Quote the rows below word for word, starting at the line containing "Identify each instance of the choppy" and continuing through the final line of the rows.

Listed records
**********

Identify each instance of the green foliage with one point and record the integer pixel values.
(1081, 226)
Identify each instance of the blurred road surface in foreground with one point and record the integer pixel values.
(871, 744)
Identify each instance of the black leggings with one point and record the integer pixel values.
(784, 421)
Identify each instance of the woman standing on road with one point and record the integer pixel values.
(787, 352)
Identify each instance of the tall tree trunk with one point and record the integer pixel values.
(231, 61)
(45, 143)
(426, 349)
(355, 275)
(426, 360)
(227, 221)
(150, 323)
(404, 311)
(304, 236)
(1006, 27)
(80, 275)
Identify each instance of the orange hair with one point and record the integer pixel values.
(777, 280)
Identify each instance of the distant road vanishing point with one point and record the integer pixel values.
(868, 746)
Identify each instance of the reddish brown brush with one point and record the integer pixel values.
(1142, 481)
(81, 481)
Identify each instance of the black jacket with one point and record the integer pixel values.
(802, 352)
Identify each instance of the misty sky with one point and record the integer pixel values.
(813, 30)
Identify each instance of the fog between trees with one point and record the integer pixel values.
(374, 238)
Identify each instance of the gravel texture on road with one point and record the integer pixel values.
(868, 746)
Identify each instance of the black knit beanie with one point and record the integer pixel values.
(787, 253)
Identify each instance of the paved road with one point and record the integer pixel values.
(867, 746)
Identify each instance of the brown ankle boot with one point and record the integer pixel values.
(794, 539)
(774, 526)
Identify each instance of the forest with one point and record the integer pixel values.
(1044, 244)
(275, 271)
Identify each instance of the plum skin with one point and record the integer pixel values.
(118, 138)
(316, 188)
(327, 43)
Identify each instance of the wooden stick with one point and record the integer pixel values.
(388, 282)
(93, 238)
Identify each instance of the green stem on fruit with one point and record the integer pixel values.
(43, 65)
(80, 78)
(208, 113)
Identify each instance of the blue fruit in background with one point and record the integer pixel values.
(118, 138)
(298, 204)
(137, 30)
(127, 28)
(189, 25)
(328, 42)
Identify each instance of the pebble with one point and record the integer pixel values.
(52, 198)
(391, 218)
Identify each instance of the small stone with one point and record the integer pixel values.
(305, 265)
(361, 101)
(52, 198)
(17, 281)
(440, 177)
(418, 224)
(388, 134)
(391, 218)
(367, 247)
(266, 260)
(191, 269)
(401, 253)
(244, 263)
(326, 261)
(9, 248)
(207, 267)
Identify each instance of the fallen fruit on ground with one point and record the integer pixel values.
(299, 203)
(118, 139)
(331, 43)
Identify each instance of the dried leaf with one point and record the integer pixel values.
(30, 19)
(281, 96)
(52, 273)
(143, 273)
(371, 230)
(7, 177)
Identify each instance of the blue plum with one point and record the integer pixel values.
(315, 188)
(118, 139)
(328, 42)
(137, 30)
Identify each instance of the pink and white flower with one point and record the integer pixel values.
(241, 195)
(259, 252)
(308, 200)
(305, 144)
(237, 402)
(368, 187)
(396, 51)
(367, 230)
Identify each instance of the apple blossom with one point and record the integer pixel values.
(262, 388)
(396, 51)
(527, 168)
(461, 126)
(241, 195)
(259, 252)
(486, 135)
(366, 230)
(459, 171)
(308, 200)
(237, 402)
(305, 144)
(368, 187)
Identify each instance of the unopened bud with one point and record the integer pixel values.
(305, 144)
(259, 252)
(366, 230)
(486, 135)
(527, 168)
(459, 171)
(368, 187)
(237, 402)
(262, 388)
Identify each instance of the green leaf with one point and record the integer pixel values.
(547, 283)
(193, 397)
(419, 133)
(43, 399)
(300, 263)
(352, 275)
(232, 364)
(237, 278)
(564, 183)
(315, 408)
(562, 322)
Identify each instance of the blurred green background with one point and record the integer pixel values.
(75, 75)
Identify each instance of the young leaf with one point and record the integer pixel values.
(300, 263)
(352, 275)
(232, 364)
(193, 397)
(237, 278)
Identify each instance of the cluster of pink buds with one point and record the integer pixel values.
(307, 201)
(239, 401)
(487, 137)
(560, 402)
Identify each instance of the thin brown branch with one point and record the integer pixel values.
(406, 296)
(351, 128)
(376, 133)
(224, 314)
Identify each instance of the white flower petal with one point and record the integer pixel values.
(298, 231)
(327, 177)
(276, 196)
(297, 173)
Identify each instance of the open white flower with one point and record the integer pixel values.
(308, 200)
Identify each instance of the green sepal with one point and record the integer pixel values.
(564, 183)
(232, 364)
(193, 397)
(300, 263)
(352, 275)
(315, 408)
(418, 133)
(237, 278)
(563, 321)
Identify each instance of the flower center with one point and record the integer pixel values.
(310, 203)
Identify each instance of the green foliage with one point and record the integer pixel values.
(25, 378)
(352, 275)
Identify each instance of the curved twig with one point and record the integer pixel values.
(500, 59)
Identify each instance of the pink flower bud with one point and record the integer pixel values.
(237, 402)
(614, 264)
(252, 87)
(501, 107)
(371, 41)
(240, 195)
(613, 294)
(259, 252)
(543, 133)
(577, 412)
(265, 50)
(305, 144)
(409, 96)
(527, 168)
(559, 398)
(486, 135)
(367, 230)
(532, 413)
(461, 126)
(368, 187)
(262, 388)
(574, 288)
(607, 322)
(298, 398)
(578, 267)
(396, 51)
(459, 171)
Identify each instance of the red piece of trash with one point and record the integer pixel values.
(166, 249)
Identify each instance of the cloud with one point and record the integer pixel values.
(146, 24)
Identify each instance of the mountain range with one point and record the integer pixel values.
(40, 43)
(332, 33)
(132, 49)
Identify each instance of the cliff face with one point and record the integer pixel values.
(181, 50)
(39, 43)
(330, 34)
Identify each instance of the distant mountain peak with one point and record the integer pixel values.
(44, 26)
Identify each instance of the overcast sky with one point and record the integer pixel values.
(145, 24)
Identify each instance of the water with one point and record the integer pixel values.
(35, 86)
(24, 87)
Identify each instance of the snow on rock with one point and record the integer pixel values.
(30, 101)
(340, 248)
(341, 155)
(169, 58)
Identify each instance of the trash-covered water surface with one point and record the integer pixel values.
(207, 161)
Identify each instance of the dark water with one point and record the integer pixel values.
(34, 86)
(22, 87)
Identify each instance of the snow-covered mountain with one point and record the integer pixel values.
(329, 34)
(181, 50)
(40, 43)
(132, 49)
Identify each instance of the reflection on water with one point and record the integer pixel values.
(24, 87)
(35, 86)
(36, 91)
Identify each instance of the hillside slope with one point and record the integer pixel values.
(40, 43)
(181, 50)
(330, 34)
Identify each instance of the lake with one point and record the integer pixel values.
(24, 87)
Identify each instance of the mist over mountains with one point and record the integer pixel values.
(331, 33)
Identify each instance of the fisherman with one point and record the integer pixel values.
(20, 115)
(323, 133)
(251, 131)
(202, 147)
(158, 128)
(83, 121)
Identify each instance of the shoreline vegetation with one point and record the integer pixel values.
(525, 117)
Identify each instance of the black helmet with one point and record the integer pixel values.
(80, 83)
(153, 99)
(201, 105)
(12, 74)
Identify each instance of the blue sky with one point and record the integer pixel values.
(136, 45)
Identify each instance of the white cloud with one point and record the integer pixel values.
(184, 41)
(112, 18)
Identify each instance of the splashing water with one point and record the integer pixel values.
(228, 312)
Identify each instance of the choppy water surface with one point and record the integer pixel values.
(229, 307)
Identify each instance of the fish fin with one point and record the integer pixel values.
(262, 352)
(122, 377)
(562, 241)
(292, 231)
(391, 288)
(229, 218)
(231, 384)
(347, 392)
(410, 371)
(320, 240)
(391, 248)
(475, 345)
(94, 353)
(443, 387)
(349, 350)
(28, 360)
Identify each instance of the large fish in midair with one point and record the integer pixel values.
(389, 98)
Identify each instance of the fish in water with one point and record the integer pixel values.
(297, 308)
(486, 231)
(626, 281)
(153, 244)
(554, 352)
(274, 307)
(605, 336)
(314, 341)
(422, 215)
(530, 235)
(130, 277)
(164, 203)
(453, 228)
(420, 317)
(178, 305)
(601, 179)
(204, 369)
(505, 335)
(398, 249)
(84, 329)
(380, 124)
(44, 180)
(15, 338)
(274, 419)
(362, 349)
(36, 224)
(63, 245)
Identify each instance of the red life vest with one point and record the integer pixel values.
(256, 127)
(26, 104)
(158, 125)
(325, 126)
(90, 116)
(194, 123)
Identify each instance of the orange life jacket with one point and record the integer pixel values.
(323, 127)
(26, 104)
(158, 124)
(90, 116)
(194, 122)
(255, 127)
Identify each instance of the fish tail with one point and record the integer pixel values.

**********

Complete output
Identify each instance of the choppy water surface with one point and record the integer pixel values.
(229, 307)
Identify each instance of the fish fin with one point and record the integer pixel values.
(262, 352)
(122, 377)
(562, 241)
(292, 231)
(391, 288)
(229, 218)
(231, 384)
(347, 392)
(410, 371)
(320, 240)
(391, 248)
(475, 345)
(94, 353)
(443, 387)
(349, 350)
(28, 360)
Identify each instance of the large fish in midair with one point and record the integer pixel values.
(389, 98)
Identify each instance of the fish in water with one point and record the integer pixel values.
(297, 308)
(486, 231)
(626, 281)
(153, 244)
(554, 352)
(274, 307)
(605, 336)
(314, 341)
(422, 215)
(530, 235)
(130, 277)
(164, 203)
(453, 228)
(420, 317)
(178, 305)
(601, 179)
(204, 369)
(505, 335)
(398, 249)
(84, 329)
(380, 124)
(44, 180)
(15, 338)
(274, 419)
(362, 349)
(36, 224)
(63, 245)
Identify each instance of the red life vest with one point and record the integer pixel values.
(256, 127)
(26, 104)
(158, 125)
(325, 126)
(90, 116)
(194, 123)
Identify each instance of the orange life jacket with one point and record the integer pixel values.
(323, 127)
(26, 104)
(158, 124)
(90, 116)
(194, 122)
(255, 127)
Identify each instance of the fish tail with one point and record the integer pixel values.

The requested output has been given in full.